Exercise task: Rewrite everything from the line containing "Q: Where on this screen is the ocean horizon?" down to the end of the data. Swap "ocean horizon" for "distant coastline" and leave all else as it stands.

[Rows from a box-labeling dataset]
-*-*-

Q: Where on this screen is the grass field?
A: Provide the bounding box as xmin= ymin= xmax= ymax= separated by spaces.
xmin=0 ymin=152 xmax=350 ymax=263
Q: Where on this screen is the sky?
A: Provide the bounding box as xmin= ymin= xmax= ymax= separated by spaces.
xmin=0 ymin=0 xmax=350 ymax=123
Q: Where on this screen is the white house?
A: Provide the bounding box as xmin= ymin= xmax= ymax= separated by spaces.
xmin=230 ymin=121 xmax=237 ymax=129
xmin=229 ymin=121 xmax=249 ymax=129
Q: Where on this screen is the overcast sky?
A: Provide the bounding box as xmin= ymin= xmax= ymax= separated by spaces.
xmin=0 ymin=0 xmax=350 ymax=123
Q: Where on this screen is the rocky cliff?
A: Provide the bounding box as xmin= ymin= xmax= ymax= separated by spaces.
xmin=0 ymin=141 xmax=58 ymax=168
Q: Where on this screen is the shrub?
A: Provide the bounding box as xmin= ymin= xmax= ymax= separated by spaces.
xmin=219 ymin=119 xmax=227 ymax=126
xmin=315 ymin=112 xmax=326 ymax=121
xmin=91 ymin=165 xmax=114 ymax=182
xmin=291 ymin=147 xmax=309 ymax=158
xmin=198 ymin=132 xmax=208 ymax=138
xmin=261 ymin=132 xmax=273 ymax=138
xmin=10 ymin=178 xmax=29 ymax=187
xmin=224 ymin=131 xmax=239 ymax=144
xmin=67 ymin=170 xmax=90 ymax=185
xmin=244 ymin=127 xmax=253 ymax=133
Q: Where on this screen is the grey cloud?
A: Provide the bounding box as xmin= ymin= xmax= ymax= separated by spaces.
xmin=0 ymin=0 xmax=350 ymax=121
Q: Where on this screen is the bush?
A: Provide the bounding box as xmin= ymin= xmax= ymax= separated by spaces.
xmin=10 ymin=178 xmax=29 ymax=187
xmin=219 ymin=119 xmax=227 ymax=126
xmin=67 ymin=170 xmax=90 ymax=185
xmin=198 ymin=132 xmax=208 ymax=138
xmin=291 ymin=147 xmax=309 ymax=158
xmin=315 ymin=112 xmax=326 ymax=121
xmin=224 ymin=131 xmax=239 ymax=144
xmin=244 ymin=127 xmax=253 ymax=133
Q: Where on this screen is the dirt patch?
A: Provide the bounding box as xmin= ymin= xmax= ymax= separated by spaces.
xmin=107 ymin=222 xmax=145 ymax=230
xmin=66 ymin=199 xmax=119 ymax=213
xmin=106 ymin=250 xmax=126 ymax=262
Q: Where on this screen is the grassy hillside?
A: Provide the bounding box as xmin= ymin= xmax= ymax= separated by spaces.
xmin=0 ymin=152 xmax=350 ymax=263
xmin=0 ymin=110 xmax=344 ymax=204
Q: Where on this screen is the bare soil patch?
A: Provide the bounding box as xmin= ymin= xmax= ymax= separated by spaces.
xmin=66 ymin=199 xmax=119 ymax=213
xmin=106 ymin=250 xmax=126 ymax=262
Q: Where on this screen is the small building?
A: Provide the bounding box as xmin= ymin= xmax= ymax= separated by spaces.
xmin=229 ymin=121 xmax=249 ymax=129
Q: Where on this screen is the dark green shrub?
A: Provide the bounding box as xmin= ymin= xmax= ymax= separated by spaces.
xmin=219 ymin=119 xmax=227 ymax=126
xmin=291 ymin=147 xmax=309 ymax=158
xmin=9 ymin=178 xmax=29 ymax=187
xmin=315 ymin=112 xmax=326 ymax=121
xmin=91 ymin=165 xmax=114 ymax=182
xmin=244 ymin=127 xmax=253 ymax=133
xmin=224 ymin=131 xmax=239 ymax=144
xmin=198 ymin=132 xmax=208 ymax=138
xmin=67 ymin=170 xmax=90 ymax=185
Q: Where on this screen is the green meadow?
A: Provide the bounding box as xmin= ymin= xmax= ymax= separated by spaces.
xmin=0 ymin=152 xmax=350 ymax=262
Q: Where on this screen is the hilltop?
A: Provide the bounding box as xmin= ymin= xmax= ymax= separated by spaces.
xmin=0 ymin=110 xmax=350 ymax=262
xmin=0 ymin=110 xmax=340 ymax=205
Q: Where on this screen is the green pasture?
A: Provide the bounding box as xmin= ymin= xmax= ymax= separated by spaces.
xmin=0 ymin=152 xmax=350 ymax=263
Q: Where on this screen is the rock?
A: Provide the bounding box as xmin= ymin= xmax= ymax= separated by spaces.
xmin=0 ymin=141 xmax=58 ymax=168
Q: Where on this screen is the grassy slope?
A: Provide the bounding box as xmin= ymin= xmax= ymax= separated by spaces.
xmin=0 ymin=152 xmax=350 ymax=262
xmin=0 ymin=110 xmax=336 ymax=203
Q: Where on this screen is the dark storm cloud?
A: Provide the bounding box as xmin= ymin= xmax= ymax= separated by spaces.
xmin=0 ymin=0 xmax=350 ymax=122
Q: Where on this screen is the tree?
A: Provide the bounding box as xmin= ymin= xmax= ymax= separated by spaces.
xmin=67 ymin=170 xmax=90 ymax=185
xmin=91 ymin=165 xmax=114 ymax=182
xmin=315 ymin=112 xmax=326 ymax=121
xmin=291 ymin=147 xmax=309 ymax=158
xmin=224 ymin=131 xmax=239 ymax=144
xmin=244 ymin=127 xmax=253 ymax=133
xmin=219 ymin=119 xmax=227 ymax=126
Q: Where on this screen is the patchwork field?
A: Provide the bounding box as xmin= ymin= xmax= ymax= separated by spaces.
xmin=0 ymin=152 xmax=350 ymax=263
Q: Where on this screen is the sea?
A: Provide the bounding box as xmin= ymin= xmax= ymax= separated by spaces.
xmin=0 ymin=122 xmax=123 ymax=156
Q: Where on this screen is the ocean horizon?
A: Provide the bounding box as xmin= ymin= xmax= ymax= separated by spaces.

-*-*-

Task answer:
Q: Where on this screen is the distant coastline?
A: Provide the bounding box as xmin= ymin= xmax= ymax= separated by spaces.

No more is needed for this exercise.